Short task - Please render the lines below as a Markdown table with the columns No. and Line, numbering each row and leaving out any blank lines.

Data supplied -

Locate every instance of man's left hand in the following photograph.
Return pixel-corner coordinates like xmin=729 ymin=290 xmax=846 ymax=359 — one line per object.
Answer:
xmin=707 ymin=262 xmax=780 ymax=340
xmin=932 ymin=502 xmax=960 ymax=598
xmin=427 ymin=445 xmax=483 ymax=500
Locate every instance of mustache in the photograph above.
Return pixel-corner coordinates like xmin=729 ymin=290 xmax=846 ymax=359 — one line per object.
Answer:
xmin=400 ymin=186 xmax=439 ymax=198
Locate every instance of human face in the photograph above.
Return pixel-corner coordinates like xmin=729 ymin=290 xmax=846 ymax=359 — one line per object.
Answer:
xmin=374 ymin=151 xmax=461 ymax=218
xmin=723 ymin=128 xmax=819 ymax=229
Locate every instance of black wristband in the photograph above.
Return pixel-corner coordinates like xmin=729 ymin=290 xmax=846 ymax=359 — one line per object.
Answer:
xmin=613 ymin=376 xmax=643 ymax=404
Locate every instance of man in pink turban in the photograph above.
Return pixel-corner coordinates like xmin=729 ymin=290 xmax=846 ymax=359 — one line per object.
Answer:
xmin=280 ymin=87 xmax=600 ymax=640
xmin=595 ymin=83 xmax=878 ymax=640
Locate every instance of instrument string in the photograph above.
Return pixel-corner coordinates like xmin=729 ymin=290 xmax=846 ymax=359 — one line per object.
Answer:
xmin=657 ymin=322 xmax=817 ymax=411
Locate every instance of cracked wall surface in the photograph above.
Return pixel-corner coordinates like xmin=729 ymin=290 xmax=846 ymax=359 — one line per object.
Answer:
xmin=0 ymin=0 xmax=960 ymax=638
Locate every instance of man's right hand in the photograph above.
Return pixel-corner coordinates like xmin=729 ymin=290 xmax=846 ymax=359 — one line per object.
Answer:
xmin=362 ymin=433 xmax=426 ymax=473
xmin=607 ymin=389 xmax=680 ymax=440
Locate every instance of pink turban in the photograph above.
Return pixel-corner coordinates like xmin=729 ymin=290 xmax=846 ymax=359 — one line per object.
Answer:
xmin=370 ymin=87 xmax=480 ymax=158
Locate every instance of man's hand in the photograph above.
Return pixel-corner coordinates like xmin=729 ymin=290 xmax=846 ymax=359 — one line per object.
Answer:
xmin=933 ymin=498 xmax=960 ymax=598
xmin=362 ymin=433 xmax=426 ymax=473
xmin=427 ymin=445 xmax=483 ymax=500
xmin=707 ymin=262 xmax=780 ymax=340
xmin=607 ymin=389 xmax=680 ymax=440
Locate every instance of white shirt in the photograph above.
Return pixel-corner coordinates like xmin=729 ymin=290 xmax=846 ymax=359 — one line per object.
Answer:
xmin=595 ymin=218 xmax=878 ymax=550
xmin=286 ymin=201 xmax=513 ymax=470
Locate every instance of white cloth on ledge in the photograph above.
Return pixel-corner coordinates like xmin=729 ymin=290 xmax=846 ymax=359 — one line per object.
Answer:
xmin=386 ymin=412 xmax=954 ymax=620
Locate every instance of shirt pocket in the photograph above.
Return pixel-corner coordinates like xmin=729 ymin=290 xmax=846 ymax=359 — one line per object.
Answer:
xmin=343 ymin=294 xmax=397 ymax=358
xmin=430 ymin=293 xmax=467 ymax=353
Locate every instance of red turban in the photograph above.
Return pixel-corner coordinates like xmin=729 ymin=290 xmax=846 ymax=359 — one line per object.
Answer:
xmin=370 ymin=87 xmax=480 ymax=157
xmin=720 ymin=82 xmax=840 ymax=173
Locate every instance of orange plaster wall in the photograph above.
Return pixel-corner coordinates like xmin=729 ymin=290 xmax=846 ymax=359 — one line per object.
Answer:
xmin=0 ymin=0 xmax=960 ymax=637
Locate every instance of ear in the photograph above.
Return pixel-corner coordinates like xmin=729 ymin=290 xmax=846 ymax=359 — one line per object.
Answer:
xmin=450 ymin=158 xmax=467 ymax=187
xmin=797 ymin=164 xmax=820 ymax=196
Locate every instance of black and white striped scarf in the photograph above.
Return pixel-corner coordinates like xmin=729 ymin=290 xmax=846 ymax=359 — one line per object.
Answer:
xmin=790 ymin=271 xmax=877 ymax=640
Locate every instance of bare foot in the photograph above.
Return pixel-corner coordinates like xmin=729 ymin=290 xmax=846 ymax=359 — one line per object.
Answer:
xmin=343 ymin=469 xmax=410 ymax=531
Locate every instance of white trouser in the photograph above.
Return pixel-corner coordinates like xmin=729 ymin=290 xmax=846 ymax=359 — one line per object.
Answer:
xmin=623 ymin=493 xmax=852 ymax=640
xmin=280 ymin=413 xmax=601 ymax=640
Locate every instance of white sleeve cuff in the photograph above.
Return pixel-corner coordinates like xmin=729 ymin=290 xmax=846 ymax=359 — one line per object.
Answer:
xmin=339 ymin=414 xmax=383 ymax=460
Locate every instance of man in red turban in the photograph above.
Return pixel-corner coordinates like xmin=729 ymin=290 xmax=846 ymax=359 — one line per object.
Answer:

Final result -
| No. | Line |
|---|---|
| 1 | Locate every instance of man's left hand in the following photograph. |
| 2 | Return pixel-corner coordinates like xmin=729 ymin=290 xmax=846 ymax=359 — one line per object. |
| 3 | Answer: |
| 4 | xmin=707 ymin=262 xmax=780 ymax=340 |
| 5 | xmin=932 ymin=502 xmax=960 ymax=598 |
| 6 | xmin=427 ymin=445 xmax=483 ymax=500 |
| 7 | Locate every instance of mustache in the photograph above. |
| 8 | Return pixel-corner coordinates like xmin=729 ymin=290 xmax=846 ymax=359 — one line per object. |
| 9 | Answer: |
| 10 | xmin=400 ymin=186 xmax=439 ymax=198 |
| 11 | Locate every instance of human face in the photograph above. |
| 12 | Return pixel-corner coordinates like xmin=729 ymin=290 xmax=846 ymax=359 — one line per object. |
| 13 | Answer: |
| 14 | xmin=374 ymin=151 xmax=461 ymax=218 |
| 15 | xmin=723 ymin=128 xmax=819 ymax=229 |
| 16 | Locate every instance of black wristband in the photograph above. |
| 17 | Return pixel-corner coordinates like xmin=729 ymin=290 xmax=846 ymax=359 — one line per object. |
| 18 | Answer: |
| 19 | xmin=613 ymin=376 xmax=643 ymax=404 |
| 20 | Locate every instance of man in pink turban in the photograph above. |
| 21 | Return pixel-corner coordinates like xmin=729 ymin=290 xmax=846 ymax=359 — one line per object. |
| 22 | Answer: |
| 23 | xmin=280 ymin=87 xmax=600 ymax=640 |
| 24 | xmin=595 ymin=83 xmax=878 ymax=640 |
| 25 | Locate every instance of instrument string in the photograph above. |
| 26 | Return pixel-corner coordinates like xmin=729 ymin=290 xmax=846 ymax=359 — one line per object. |
| 27 | Answer: |
| 28 | xmin=657 ymin=322 xmax=817 ymax=411 |
| 29 | Locate every instance of cracked wall surface in the photograph above. |
| 30 | Return pixel-corner coordinates like xmin=729 ymin=290 xmax=846 ymax=359 — one line per object. |
| 31 | Answer: |
| 32 | xmin=0 ymin=0 xmax=960 ymax=638 |
| 33 | Locate every instance of man's right hand in the photograph above. |
| 34 | Return pixel-corner coordinates like xmin=729 ymin=290 xmax=846 ymax=359 — one line per object. |
| 35 | Answer: |
| 36 | xmin=362 ymin=433 xmax=426 ymax=473 |
| 37 | xmin=607 ymin=389 xmax=680 ymax=440 |
| 38 | Locate every instance of pink turban in the photograph above. |
| 39 | Return pixel-corner coordinates like xmin=729 ymin=290 xmax=846 ymax=359 — one line per object. |
| 40 | Answer: |
| 41 | xmin=370 ymin=87 xmax=480 ymax=158 |
| 42 | Locate every instance of man's hand in the photograph above. |
| 43 | Return pixel-corner coordinates like xmin=729 ymin=290 xmax=846 ymax=359 — one line per object. |
| 44 | Answer: |
| 45 | xmin=933 ymin=498 xmax=960 ymax=598 |
| 46 | xmin=362 ymin=433 xmax=426 ymax=473 |
| 47 | xmin=427 ymin=445 xmax=483 ymax=500 |
| 48 | xmin=707 ymin=262 xmax=780 ymax=340 |
| 49 | xmin=607 ymin=389 xmax=680 ymax=440 |
| 50 | Locate every instance of white shirt in the photograph above. |
| 51 | Return pixel-corner coordinates like xmin=729 ymin=290 xmax=846 ymax=359 — one line per object. |
| 52 | Answer: |
| 53 | xmin=595 ymin=218 xmax=878 ymax=550 |
| 54 | xmin=286 ymin=201 xmax=513 ymax=470 |
| 55 | Locate every instance of white cloth on ledge in the photograph above. |
| 56 | Return pixel-corner coordinates like xmin=729 ymin=290 xmax=846 ymax=359 — one line per object. |
| 57 | Answer: |
| 58 | xmin=386 ymin=412 xmax=954 ymax=620 |
| 59 | Locate every instance of shirt pocket in the photograph above. |
| 60 | Return pixel-corner coordinates like xmin=729 ymin=290 xmax=846 ymax=359 — one line per object. |
| 61 | Answer: |
| 62 | xmin=343 ymin=294 xmax=397 ymax=358 |
| 63 | xmin=430 ymin=293 xmax=467 ymax=353 |
| 64 | Locate every instance of red turban in the photograph above. |
| 65 | Return pixel-corner coordinates like xmin=729 ymin=290 xmax=846 ymax=359 — one line per object. |
| 66 | Answer: |
| 67 | xmin=370 ymin=87 xmax=480 ymax=157 |
| 68 | xmin=720 ymin=82 xmax=840 ymax=173 |
| 69 | Locate every instance of orange plaster wall in the photograph above. |
| 70 | Return pixel-corner coordinates like xmin=729 ymin=290 xmax=846 ymax=359 — one line per object. |
| 71 | Answer: |
| 72 | xmin=0 ymin=0 xmax=960 ymax=637 |
| 73 | Locate every instance of ear in the photograph above. |
| 74 | Return pixel-corner coordinates like xmin=729 ymin=290 xmax=846 ymax=359 — one line per object. |
| 75 | Answer: |
| 76 | xmin=450 ymin=158 xmax=467 ymax=187 |
| 77 | xmin=797 ymin=164 xmax=820 ymax=196 |
| 78 | Locate every instance of black and white striped scarf in the photograph above. |
| 79 | Return pixel-corner coordinates like xmin=729 ymin=290 xmax=846 ymax=359 — one line per object. |
| 80 | Answer: |
| 81 | xmin=790 ymin=271 xmax=877 ymax=640 |
| 82 | Locate every instance of bare foot in the photograph above. |
| 83 | Return pixel-corner coordinates like xmin=729 ymin=290 xmax=846 ymax=359 — one line per object. |
| 84 | Answer: |
| 85 | xmin=343 ymin=469 xmax=410 ymax=531 |
| 86 | Locate every instance of white trouser in the photograph above. |
| 87 | Return pixel-corner coordinates like xmin=729 ymin=290 xmax=846 ymax=359 — one line per object. |
| 88 | Answer: |
| 89 | xmin=623 ymin=493 xmax=852 ymax=640 |
| 90 | xmin=280 ymin=413 xmax=601 ymax=640 |
| 91 | Locate every instance of white sleeve cuff in the photograph above. |
| 92 | Return pixel-corner coordinates like xmin=729 ymin=290 xmax=846 ymax=359 — one line per object. |
| 93 | Answer: |
| 94 | xmin=339 ymin=414 xmax=383 ymax=460 |
| 95 | Locate every instance of man in red turban in the photograph above. |
| 96 | Return pixel-corner coordinates like xmin=729 ymin=290 xmax=846 ymax=359 — one line per object. |
| 97 | Answer: |